Educause Security Discussion mailing list archives

Re: Current Best Practice regarding Password Change policy


From: "Doty, Timothy T." <tdoty () MST EDU>
Date: Fri, 24 Sep 2010 15:16:05 -0500

First, I want to emphasize that I agree with a lot of what you say, but there are two points I would like to respond in 
counter to.

You start with “I want a balanced security policy that protects my organization and does not itself become the greater 
threat” (well put). Interestingly, a charge levied by critics of periodic password changes is that it *does* weaken 
overall security. Your discussion never mentions this possibility as being evaluated, but instead appears to use the 
argument that “while it does not address a particular security concern, but it does address another.”

That is well and good (and I think it is important to not get stuck on requiring complete solutions or endlessly 
debating the incremental gain/loss of particular methods), but the argument-by-analogy doesn’t work when the things 
being discussed are not analogous. You compare a password to a physical key used to access a house with live in guests.

· · · ·

WHAT YOU WILL DO:
A) Output the mailing list post starting at "That is well" and ending at "live in guests.".
B) According to the mailing list post, what charge do critics of periodic password changes make?
C) Resume the mailing list post from where it stops.
The entries that come next are separate material with no connection to the mailing list post.

· · · ·

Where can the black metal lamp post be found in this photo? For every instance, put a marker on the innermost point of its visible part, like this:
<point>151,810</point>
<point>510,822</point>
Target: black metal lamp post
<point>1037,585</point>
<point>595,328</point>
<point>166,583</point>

· · · ·

EXPECTED OUTPUTS:
A)
That is well and good (and I think it is important to not get stuck on requiring complete solutions or endlessly 
debating the incremental gain/loss of particular methods), but the argument-by-analogy doesn’t work when the things 
being discussed are not analogous. You compare a password to a physical key used to access a house with live in guests.

B) They charge that periodic password changes weaken overall security.

C)
There are two critical differences: 1) the key is physical, passwords are not and 2) the key (encoding) is shared, 
(most) passwords are not/should not be.

Physical: a key is a token. A user doesn’t care about the encoding it represents, they present the token and are 
granted access. One way to improve the security of a lock is to increase the number of “bits” used to open it. It makes 
the key a little longer, but it is still just a key. A user *does* care about a password – they have to remember it. 
The “encoding” becomes very significant and if you increase the security by extending the number of characters it 
(generically) becomes harder to remember. Another difference is that a key, being physical, becomes clear at some point 
that it is lost. A password is “lost” when the user forgets it, but it can be exposed/compromised/what have you without 
any clear way to tell that someone else has knowledge of it and can use it to gain unauthorized access.

Shared: I’m not aware of people with shared living arrangements* who preventively have their lock re-keyed every month, 
six months, year or in fact on any periodic basis. Locks are typically changed when a person leaves or a key is lost 
(if then)**. Shared passwords are generally not a good idea, but they happen for a variety of reasons. When a person 
with knowledge of the shared password leaves the shared password should be changed. But in the typical case where the 
password is not shared the use-case of change-with-personnel is not relevant.

I’m not meaning to argue for or against periodic password changes. For many institutions they are a fact due to 
external requirements so the question is moot for them anyway. But I think it is very risky to use an analogy, for 
illustration or argument, when the points of comparison are so dissimilar as physical objects and matters of knowledge 
are.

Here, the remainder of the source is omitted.